• _Excerpt_:
Trying to Avoid a Complicated Planner This Year

Maybe it’s time to try for some planner — and life — simplicity

Colleen Valles
3 min readDec 24, 2017
Photo by Eric Rothermel on Unsplash

It’s almost the end of the year, which means it’s time to set up the planner for next year.

If you’re a planner geek like me, this is a big deal. I mean, how you set up your planner now sets the tone for the whole year.

Well, not really, but sometimes it feels like it, and there’s a lot of pressure to do it right.

To prepare for this and to help me decide what planner I wanted to use, I made a list of the things I need my planner to do. My planner needs to:

  • house my master list of tasks;
  • provide weekly and monthly calendars for appointments, birthdays, etc.;
  • hold my daily task list;
  • have space for notes, lists and thoughts;
  • include a place where I can plan my writing time and track the time and word count each day;
  • provide a place for me to plan out my goals and projects and the steps needed to achieve them;
  • include a place for me to plan out blog and social media content;
  • hold my freelance marketing tasks and track writing hours;
  • and then whatever else comes to mind.

That’s a tall order for a book that I don’t want to have take up too much space in my purse! My decision was to go with the Bullet Journal precisely because it is so customizable, and really, I haven’t found a planner made specifically for a blogger-freelance writer who works full-time outside the home.

• _Given records_:
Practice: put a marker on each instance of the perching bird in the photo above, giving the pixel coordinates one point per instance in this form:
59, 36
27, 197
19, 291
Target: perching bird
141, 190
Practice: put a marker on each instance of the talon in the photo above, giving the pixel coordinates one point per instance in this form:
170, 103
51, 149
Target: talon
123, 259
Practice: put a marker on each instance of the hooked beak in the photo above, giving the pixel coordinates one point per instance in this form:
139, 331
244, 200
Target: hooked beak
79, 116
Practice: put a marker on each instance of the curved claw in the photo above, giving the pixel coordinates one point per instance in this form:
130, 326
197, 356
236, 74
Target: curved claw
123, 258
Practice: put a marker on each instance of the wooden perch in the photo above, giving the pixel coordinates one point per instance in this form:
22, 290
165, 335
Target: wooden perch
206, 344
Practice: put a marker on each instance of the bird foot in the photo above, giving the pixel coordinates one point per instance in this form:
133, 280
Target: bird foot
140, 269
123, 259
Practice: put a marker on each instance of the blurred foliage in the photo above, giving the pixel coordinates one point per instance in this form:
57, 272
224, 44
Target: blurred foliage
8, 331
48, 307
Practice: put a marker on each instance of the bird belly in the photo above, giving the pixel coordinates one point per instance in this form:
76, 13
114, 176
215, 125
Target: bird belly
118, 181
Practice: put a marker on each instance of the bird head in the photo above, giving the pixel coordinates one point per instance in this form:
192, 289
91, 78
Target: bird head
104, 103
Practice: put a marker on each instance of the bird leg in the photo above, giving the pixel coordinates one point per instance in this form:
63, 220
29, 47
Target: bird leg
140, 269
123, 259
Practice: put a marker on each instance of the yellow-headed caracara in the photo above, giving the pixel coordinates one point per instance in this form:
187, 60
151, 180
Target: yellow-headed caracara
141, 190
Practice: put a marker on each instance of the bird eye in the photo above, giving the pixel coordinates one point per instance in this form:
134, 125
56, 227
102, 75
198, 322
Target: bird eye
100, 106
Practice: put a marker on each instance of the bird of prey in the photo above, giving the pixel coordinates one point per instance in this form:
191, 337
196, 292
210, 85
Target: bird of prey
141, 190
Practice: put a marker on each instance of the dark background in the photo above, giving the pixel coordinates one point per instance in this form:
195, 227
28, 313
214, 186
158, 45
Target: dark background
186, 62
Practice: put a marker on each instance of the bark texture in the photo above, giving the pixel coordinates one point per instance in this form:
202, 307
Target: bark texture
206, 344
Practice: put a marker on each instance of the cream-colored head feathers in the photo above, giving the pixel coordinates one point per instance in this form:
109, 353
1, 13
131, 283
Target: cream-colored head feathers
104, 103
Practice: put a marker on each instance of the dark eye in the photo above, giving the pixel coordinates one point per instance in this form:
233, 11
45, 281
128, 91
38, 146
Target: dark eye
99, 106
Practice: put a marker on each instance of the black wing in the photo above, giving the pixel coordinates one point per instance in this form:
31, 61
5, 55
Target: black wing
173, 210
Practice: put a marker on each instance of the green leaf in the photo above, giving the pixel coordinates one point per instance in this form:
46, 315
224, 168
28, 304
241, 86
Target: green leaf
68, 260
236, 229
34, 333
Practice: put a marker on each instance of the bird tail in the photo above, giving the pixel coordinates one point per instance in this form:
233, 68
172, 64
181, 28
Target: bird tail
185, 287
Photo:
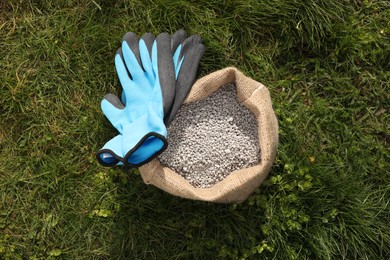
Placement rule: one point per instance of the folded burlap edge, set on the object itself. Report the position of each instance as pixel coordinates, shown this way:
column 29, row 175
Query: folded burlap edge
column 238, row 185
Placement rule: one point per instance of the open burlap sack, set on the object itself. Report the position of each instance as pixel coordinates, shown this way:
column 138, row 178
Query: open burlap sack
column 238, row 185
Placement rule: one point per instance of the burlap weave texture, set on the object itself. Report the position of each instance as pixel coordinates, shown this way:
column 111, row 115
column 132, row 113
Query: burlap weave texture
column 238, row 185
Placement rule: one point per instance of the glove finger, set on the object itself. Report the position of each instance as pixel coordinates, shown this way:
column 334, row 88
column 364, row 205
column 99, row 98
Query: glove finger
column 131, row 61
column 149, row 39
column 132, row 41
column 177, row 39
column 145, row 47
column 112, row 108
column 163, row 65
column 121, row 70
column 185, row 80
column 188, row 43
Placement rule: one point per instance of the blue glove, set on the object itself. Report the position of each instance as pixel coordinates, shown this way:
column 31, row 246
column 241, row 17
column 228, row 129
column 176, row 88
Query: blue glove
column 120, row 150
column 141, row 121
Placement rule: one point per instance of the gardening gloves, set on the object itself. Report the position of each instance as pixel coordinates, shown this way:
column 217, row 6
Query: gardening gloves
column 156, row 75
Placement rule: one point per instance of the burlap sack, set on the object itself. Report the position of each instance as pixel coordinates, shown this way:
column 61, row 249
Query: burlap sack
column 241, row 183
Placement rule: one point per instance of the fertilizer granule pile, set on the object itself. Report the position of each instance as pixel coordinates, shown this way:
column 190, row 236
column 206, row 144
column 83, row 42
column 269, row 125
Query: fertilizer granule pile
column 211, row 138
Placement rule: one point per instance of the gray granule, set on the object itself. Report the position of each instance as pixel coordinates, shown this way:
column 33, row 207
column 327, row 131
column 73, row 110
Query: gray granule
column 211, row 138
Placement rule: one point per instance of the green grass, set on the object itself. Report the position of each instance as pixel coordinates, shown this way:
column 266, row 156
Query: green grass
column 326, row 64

• _To do_:
1. From the planner article above, extract the stretch from "That’s a tall" through "outside the home." word for word.
2. Put the lines of the records from the one containing "Placement rule: one point per instance of the burlap sack, set" through the one containing "column 241, row 183" into a JSON list of strings, one string per line, with blank lines omitted.

• _Expected results_:
1.
That’s a tall order for a book that I don’t want to have take up too much space in my purse! My decision was to go with the Bullet Journal precisely because it is so customizable, and really, I haven’t found a planner made specifically for a blogger-freelance writer who works full-time outside the home.

2.
[
  "Placement rule: one point per instance of the burlap sack, set on the object itself. Report the position of each instance as pixel coordinates, shown this way:",
  "column 61, row 249",
  "Query: burlap sack",
  "column 241, row 183"
]